Your instructions:
Copy the lines of the records below, starting with the line that contains "Objective — a point for each instance of the red" and continuing through the final line of the records, with both ends included.

(Lines of data)
⟨

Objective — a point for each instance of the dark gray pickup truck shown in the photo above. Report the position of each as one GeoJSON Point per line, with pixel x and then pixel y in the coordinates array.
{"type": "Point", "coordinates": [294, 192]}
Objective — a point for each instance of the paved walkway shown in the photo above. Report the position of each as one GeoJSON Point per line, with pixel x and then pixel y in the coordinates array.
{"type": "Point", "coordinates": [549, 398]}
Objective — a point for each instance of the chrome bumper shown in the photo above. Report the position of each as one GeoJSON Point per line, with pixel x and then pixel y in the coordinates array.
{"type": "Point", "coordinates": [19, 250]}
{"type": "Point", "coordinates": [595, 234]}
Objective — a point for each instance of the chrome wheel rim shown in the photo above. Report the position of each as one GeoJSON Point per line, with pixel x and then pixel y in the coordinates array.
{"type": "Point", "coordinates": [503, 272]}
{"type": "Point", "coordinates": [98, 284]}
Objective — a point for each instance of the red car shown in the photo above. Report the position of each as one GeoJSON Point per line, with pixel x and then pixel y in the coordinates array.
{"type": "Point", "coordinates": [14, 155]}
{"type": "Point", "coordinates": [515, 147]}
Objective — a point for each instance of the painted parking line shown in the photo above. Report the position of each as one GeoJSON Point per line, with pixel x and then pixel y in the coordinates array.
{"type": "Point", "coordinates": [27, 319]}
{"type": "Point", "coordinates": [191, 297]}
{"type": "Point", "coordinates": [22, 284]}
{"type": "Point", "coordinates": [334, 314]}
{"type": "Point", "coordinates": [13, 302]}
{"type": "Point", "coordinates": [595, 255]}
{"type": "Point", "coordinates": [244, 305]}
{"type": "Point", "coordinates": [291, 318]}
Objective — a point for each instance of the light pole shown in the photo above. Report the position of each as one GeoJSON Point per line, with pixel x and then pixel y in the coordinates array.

⟩

Exercise output:
Objective — a point for each instance of the red car shown in the photo above. Report the position of each as one GeoJSON Point per line, with pixel x and then pixel y in the coordinates array.
{"type": "Point", "coordinates": [14, 155]}
{"type": "Point", "coordinates": [515, 147]}
Objective — a point for each instance of the painted parking line shown in the photo above. Report the position of each as one GeoJSON Point per line, with pixel x and then pixel y in the coordinates array.
{"type": "Point", "coordinates": [27, 319]}
{"type": "Point", "coordinates": [191, 297]}
{"type": "Point", "coordinates": [22, 284]}
{"type": "Point", "coordinates": [334, 314]}
{"type": "Point", "coordinates": [13, 302]}
{"type": "Point", "coordinates": [595, 255]}
{"type": "Point", "coordinates": [244, 305]}
{"type": "Point", "coordinates": [291, 318]}
Objective — a point for each instance of the light pole shown in the photo above. Report the position of each as one GeoJSON Point per line, with pixel x and then pixel y in the coordinates array.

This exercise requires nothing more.